Please rewrite every line of the data below except the pictures, and scale each point coordinate by 1.55, rounding to the nearest whole number with halves rounded up.
━━━ DATA FOR THIS EXERCISE
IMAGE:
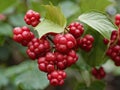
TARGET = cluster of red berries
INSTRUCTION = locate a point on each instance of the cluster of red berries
(32, 18)
(54, 52)
(86, 42)
(98, 73)
(114, 48)
(117, 20)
━━━━━━
_OUTPUT_.
IMAGE:
TARGET = cluster of red berries
INSTRUCTION = locate a point on each instance of the cluster of red berries
(50, 28)
(84, 81)
(133, 65)
(152, 113)
(177, 74)
(181, 31)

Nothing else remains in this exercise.